(Dataset entries)
__________
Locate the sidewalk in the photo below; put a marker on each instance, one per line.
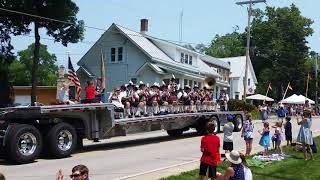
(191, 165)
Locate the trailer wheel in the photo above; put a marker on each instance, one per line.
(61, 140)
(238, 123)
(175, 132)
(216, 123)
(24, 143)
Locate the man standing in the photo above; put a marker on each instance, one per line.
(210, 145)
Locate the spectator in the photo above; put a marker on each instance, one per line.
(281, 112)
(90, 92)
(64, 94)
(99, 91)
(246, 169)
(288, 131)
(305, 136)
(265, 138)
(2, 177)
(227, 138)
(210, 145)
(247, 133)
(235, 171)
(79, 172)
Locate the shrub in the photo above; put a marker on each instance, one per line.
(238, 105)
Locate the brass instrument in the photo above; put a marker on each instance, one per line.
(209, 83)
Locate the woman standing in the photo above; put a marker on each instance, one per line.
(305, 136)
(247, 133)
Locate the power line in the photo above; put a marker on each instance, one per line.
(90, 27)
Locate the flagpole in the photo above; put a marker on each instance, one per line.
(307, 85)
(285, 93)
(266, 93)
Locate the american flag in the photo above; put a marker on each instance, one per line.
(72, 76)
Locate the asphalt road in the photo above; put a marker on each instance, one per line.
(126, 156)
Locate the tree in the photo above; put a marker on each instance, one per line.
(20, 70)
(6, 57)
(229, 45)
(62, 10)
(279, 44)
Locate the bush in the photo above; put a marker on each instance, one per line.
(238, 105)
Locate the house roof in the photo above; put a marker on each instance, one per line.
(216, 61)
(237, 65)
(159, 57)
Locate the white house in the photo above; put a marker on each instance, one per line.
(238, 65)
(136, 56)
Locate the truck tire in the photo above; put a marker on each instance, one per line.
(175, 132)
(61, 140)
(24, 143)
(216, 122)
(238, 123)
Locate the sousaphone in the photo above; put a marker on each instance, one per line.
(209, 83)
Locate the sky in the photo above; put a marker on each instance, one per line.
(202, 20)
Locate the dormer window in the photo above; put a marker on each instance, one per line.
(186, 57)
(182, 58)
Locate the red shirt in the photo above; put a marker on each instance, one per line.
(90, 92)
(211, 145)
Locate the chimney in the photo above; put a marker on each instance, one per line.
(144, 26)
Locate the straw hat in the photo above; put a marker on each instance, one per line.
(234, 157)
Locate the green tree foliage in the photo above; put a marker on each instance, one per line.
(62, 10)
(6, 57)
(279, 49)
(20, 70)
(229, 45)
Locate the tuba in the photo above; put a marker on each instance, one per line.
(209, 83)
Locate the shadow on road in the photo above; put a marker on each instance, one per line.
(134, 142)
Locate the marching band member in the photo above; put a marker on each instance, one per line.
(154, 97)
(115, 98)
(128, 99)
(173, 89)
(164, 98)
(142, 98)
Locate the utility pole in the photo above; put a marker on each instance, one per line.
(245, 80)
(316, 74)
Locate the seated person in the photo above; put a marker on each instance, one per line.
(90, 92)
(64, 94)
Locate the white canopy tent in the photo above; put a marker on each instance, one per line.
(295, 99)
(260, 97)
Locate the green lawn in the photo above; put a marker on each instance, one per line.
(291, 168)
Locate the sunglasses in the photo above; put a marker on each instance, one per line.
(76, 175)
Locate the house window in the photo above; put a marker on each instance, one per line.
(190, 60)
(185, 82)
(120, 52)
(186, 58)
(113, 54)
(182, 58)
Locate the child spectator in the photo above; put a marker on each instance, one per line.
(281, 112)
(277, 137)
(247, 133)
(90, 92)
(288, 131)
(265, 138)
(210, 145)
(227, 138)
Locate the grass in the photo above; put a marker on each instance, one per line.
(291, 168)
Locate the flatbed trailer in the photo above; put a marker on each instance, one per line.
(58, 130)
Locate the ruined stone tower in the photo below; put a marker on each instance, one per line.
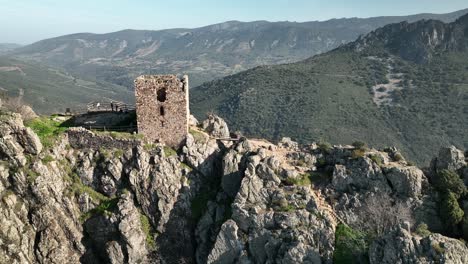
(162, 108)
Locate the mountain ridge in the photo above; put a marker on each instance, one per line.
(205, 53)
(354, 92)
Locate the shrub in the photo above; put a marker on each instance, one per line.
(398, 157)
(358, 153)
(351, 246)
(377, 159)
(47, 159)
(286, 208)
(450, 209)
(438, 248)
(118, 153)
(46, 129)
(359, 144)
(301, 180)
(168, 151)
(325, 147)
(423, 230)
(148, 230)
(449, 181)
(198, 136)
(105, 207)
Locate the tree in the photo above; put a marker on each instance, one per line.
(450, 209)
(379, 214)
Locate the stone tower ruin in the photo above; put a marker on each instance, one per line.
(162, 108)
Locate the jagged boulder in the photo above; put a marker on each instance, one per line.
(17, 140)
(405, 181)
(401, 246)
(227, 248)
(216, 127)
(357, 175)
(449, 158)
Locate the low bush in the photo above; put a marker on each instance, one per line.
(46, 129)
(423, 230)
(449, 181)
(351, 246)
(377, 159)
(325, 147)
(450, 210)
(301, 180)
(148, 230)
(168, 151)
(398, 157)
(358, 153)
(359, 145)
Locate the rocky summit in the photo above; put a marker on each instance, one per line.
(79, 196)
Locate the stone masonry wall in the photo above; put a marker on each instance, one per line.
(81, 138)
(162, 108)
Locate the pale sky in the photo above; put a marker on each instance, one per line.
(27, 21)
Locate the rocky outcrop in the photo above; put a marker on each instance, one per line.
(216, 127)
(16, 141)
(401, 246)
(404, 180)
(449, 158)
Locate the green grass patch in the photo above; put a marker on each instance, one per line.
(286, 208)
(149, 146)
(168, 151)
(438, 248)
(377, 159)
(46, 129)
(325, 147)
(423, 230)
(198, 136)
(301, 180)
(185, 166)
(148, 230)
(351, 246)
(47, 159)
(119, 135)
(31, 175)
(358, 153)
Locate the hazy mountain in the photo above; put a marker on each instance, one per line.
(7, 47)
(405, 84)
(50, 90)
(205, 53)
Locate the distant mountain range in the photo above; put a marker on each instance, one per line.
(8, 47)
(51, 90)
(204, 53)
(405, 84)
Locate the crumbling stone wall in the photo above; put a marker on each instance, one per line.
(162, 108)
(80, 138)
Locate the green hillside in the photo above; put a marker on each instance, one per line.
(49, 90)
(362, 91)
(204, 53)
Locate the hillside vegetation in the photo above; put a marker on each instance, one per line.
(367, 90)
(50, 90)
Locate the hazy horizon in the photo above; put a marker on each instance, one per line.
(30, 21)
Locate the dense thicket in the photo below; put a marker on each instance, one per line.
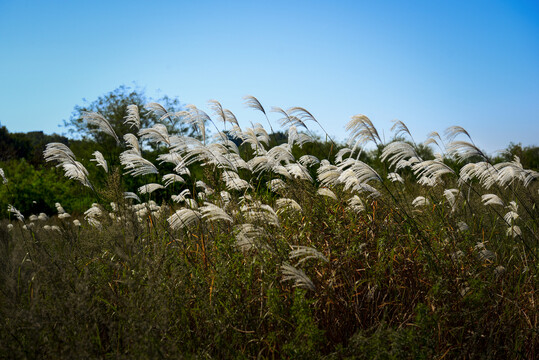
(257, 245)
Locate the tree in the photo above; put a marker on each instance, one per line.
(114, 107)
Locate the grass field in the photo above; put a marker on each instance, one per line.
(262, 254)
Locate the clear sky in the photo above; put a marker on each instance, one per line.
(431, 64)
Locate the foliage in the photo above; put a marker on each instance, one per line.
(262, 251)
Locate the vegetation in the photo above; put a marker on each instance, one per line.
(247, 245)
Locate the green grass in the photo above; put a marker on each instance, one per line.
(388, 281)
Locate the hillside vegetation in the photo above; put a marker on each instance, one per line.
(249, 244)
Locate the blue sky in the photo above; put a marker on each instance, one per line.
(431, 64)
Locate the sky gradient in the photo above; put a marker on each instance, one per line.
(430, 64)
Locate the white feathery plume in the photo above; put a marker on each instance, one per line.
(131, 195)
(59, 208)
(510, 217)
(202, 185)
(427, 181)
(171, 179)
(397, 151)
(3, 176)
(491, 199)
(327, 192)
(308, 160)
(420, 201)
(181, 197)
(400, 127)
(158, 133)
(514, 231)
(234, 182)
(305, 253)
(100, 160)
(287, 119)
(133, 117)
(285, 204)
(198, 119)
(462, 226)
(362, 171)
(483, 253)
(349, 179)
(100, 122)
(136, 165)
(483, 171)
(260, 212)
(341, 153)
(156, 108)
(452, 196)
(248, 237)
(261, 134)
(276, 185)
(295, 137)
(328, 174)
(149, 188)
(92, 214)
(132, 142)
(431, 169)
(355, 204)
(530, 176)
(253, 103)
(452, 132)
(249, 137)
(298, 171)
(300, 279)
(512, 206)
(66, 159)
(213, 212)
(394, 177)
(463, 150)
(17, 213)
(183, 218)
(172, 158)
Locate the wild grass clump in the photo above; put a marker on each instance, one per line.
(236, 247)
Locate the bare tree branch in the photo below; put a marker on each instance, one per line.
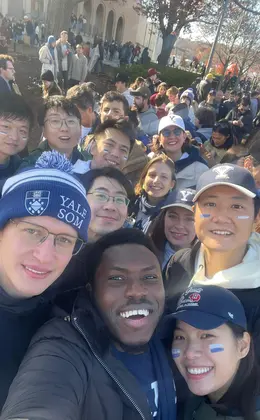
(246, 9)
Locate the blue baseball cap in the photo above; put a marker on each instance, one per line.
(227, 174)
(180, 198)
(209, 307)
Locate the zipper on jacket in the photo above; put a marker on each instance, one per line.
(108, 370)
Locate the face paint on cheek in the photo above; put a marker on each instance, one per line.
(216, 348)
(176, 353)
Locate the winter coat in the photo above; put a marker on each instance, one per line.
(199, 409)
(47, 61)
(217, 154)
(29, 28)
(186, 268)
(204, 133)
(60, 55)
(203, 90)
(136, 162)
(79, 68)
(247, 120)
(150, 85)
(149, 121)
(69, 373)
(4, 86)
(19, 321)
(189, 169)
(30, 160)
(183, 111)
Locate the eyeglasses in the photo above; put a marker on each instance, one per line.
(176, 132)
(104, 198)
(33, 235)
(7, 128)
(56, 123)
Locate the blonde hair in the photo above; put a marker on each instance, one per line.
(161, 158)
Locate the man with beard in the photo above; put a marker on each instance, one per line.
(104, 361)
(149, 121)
__________
*Instructions for the task*
Give again only the lines starting at the one that contains "Locate the blue baseball" and running to the end of the data.

*Exercise output*
Locate the blue baseball cap in the photo above; put a marker on each instance, one per line.
(227, 174)
(180, 198)
(209, 307)
Locate the zipper on jacket in the photo above; put a marker on each instance, one per line.
(108, 370)
Locate the face paint on cheek in the photo above; put a marker on each instance, one per line.
(216, 348)
(176, 353)
Locate the winter coat in the photo above; put a marker on each instance, one per line.
(199, 409)
(47, 61)
(217, 154)
(29, 28)
(186, 268)
(204, 133)
(60, 55)
(203, 90)
(136, 162)
(79, 68)
(247, 120)
(150, 85)
(149, 121)
(69, 373)
(4, 86)
(19, 321)
(189, 169)
(30, 160)
(183, 111)
Locate the eyeglasses in the photo above; put a marker on each instance, one per line.
(176, 132)
(104, 198)
(33, 235)
(7, 128)
(56, 123)
Locate the blonde hair in the photo above; put a marker on each instance, one per line.
(161, 158)
Locate the man with beard in the photo above; put a marker on each instance, one per line.
(104, 361)
(149, 121)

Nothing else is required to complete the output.